→ **Source text**:
○ ○ ○ ○

Unsaid (Center Street/Hachette Book Group, 2011), a new novel by attorney and animal advocate Neil Abramson, plumbs the depths of relationships between human and non-human animals, and does so much more: it challenges the legal treatment of non-human animals as human property; explores the ethical questions raised by vivisection and by euthanizing companion animals; illustrates the similarities between humans and other animals; and draws tears over and over. Have tissues handy.
Helena, a veterinarian who has just died, narrates Unsaid, chronicling the reactions to her death of her grieving husband and her houseful of rescued animals. Her husband David, a corporate lawyer not particularly close with Helena’s menagerie, works through his grief by building relationships with her animals and carrying on her work protecting chimpanzees from torturous vivisection.
If the love that Abramson’s human and non-human characters have for each other is the heart of this novel, its mind is an exploration and critique of the consequences of animals’ status as property under the law. For the most part the law does not consider their wellbeing and does not allow lawsuits intended to protect them from suffering. Like a chair or a car, the relevant legal question regarding non-human animals is which human owns them, not how that human treats them.

○ ○ ○ ○

→ **Dataset**:
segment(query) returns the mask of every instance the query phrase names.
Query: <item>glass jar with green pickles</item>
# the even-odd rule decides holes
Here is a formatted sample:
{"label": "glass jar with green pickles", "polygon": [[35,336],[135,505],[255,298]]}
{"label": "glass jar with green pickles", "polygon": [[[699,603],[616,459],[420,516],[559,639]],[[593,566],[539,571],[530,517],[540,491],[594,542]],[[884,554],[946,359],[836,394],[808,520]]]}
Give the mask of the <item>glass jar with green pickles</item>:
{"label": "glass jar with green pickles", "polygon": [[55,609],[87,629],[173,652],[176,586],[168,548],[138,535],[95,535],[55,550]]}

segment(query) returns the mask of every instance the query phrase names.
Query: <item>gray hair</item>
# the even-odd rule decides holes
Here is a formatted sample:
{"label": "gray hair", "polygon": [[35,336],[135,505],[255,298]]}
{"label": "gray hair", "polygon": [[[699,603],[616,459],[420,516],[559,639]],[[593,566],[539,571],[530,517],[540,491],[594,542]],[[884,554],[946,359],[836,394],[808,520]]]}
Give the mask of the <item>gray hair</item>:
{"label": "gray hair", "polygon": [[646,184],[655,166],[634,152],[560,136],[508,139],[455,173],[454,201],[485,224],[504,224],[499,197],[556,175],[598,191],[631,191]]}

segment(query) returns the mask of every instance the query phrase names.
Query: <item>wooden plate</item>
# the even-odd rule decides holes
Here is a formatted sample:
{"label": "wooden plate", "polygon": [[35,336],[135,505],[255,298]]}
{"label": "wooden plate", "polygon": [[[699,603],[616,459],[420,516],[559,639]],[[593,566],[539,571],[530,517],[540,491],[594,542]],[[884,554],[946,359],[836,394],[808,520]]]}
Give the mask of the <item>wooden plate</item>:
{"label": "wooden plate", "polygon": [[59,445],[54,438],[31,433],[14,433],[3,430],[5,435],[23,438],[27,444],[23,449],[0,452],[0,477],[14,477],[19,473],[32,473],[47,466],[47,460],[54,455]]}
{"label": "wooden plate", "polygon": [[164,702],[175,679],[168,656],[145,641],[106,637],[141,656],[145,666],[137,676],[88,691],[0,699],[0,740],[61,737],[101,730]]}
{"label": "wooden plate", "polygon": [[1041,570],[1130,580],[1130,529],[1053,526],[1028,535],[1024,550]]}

○ ○ ○ ○

→ **What the exercise asks**: Pick up the review of the novel Unsaid after its last sentence and continue it. The records are unrelated to the review of Unsaid and stand apart from it.

→ **Answer to this task**:
The real-life results of that body of law is the profound suffering of an unthinkable number of animals. Unsaid focuses on animals used in research, many of whom live their entire lives locked in small cages, suffer repeated invasive and unnecessary surgeries, are deliberately sickened with diseases including HIV and cancer, and get no treatment for pain. The book also touches on the cruelty some people inflict on their companion animals and the prolonged terror, pain, and deaths of animals hit by drivers who blithely continue on their way.
Though upsetting, this book is also refreshing. Rarely does a novel acknowledge our bonds with and savage treatment of the billions of nonhuman animals under our control, let alone make that subject its unifying theme. Unsaid is not without faults: the dialogue is sometimes stilted, and some lengthy expositions of animals’ plight read more like political advocacy than like a novel. But these weaknesses are easily outweighed by the number of people who will learn about the need for legal rights for animals precisely because the information is presented in the popular format of a novel and not the niche medium of a screed. Abramson’s novel is both a good read and an eye-opener.